LIST OF TASKS:
1. Please transcribe the comments about switching to Linux, everything from "On top of problems" down to "ctrl, and v!".
2. In the comments about switching to Linux, roughly how much power does the laptop draw at idle when it runs Windows?
3. List every application program named in the comments about switching to Linux, leaving out operating systems and Linux distributions.
>> begin EXTRACT TO READ
My main issue was trying to get two monitors to work. I followed some guides on how to update the drivers and each time it broke to the point that it would only be a black screen. Not even a terminal to help troubleshoot.
I have a 3080 12GB and can’t use it on Linux. After about a week of trying I gave up.
A few apps like Photoshop and Fusion360 keep my running Windows. The graphics card situation is also a giant pain in the ass, my laptop has a Radeon and a RTX 3080 and I can't get any kind of prime offloading to work. I'd really like to use the radeon unless i'm running something intensive that needs 3d acceleration, but i think I'd likely have to reboot to switch between them.
That leaves me running the RTX chip the whole time so the laptop draws about 40W at idle, when running windows it's more like 10W because the nvidia chip is completely off.
Oh that’s a bummer. In my case, my system had a MUX switch, though I’m not fully familiar with it, it changed GPUs based on what the application demanded. It turned out to be a huge pain in the ass when the mighty Alienware turned out to be a bug riddled bloatware laptop and I had to disable the MUX switch to actually play games. Stuck with the dedicated GPU like you now, unfortunately.
I think the Intel/nvidia combo works (with a lot of caveats) but the amd/nvidia one seems way less supported. Not a massive deal for me as I mostly use it as a desktop replacement machine, but it does suck to only get about 2.5 hrs of battery life on the rare occasions that i'm untethered.
I’m actively trying to switch to Linux, so it’s not from a lack of effort.
The main two reasons are Photoshop and scanning. I’m a photographer, and I’m scanning and restoring old photos of the family. There’s no decent alternative to Photoshop, especially now that it has the neural filters, so editing and colouring photos is in a different league.
As far as scanning goes, I was getting better results in Windows 20 years ago. I’ve got an Epson scanner, and the software can automatically crop, as well as restore the colour balance of a photo. Using Linux, I was lucky to get more than a dodgy .bmp through an interface that would have looked clunky in the 90s. I could open it in GIMP, but then couldn’t save as a jpeg without either exporting the file or installing addons.
On top of problems like these, there are issues that crop up because of an apparent need to be different to Windows.
My Xubuntu server won’t let me resize windows unless I grab the top left corner. Any other edge of the window is apparently half a pixel thick, and too small for my mouse to register.
Smooth scrolling by clicking the mouse wheel has been replaced with the paste command, as if pasting into a browser window is something that people do dozens of times a day.
Mint’s settings window constantly resizes itself, no matter what I set it to. I can resize it, open a setting then click back, and it’s back to the default size again!
The universal paste keyboard shortcut, ctrl & v only works in some programs. Others need shift, ctrl, and v!
>> end EXTRACT TO READ
>> begin GIVEN RECORDS
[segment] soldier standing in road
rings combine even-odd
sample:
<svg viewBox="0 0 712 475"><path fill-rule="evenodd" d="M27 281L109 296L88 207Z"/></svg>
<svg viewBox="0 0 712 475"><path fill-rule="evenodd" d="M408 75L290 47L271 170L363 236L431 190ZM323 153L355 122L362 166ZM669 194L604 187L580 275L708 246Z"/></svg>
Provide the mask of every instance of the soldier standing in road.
>> end GIVEN RECORDS
OUTPUTS FOR THE TASKS:
1.
On top of problems like these, there are issues that crop up because of an apparent need to be different to Windows.
My Xubuntu server won’t let me resize windows unless I grab the top left corner. Any other edge of the window is apparently half a pixel thick, and too small for my mouse to register.
Smooth scrolling by clicking the mouse wheel has been replaced with the paste command, as if pasting into a browser window is something that people do dozens of times a day.
Mint’s settings window constantly resizes itself, no matter what I set it to. I can resize it, open a setting then click back, and it’s back to the default size again!
The universal paste keyboard shortcut, ctrl & v only works in some programs. Others need shift, ctrl, and v!

2. About 10W.

3. Photoshop, Fusion360, GIMP